**** EXTRAIT DU TEXTE ****
Malgré leur dimension modeste avec plus de 600 taxons inventoriés, les collections de spécimens conservés en milieu liquide du muséum de Toulouse, revêtent un intérêt scientifique et historique indéniable, lié notamment à la présence d’un certain nombre de spécimens rares. Le matériel récolté localement permet d’affiner les connaissances de la répartition passée et actuelle des poissons, reptiles et amphibiens en Occitanie. Le matériel exotique présente d’autre part des espèces devenues rares aujourd’hui, voire disparues.
Les collections du muséum
En terme de préparation, deux types de liquide conservateur ont été principalement utilisés suivant la nature des collections : l’alcool à 80° pour les reptiles et les poissons, et le formol pour les amphibiens. Certaines étiquettes datant du début du XIXe siècle témoignent de leur passé, mais des collections plus récentes ont été acquises jusqu’à la fin du siècle dernier. Dans tous les cas, la plupart des collecteurs (Léon de Poumayrac, Herman Baars, Charles Marquet, René Jeannel, René Bourret ou Narcisse Giani) sont des personnalités scientifiques reconnues.
Avant la restructuration du muséum (1998-2008), la plupart de ces collections n’était pas exposée, mais stockée dans un placard. Les moyens de l’époque ne permettaient pas un suivi permanent et ces collections ont cessé progressivement d’être entretenues pendant des décennies. Les bouchons en liège utilisés ont ainsi favorisé l’évaporation des différents liquides de conservation.
En 2001, à l’occasion de la rénovation de l’établissement, ces collections ont été transférées dans de nouvelles réserves, local sécurisé et ventilé adapté aux produits inflammables et toxiques.
La mise en place du chantier des collections
Ce n’est qu’après la réouverture du muséum en 2008, que le chantier concernant ces objets a débuté, bien qu’un travail spécifique sur la préparation d’une cinquantaine de spécimens en fluide a été réalisé entre 2004 et 2006.
Afin d’améliorer nos compétences, des formations ont été suivies à l’Institut National du Patrimoine (INP) dont l’intervenant, M. Simon Moore, est un restaurateur reconnu internationalement. Simultanément, nous nous sommes impliqués dans la recherche avec le Centre de Recherche de Conservation des Collections (CRCC). Ces différentes actions ont permis la mise en place d’un protocole de restauration-conservation de ces collections. La première phase indispensable consiste à établir un constat général en fonction de l’état de conservation des collections. Trois grands lots ont été constitués.
Le premier représente les spécimens n’ayant pas subi de dégradation et dont le liquide n’a que peu évolué. On retrouve dans le second les flacons de spécimens partiellement immergés présentant pour certains des dégradations liées à l’évaporation du liquide. Le dernier, est constitué de flûtes contenant les échantillons très altérés, déshydratés dont la restauration ne semble pas toujours pertinente. La priorité s’est portée sur le second lot.
****
CONSIGNE 1:
Répondez aux questions suivantes à partir de l'extrait sur les collections en fluide du muséum de Toulouse.
(a) Quel liquide conservateur a principalement servi pour les amphibiens ?
(b) En quelle année les collections ont-elles été transférées dans de nouvelles réserves ?
(c) Sur quel lot la priorité s'est-elle portée ?
CONSIGNE 2: Dans l'extrait sur les collections en fluide du muséum de Toulouse, recopiez le passage commençant par « En 2001, à l’occasion » et se terminant par « inflammables et toxiques. », en substituant « salles de stockage » à « réserves ».
CONSIGNE 3: Réécrivez plus brièvement le paragraphe de l'extrait sur les collections en fluide du muséum de Toulouse qui commence par « Avant la restructuration du muséum », en conservant ses faits principaux.
**** LIGNES DE DONNÉES ****
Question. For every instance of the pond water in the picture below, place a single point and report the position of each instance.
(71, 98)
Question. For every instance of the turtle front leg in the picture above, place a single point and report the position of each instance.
****
CORRIGÉ 1:
(a) Le formol.
(b) En 2001.
(c) Sur le second lot.

CORRIGÉ 2:
En 2001, à l’occasion de la rénovation de l’établissement, ces collections ont été transférées dans de nouvelles salles de stockage, local sécurisé et ventilé adapté aux produits inflammables et toxiques.

CORRIGÉ 3: Avant la restructuration du muséum (1998-2008), la plupart de ces collections étaient stockées dans un placard et non exposées. Faute de moyens pour un suivi permanent, elles n'ont plus été entretenues pendant des décennies. Leurs bouchons en liège ont favorisé l'évaporation des liquides de conservation.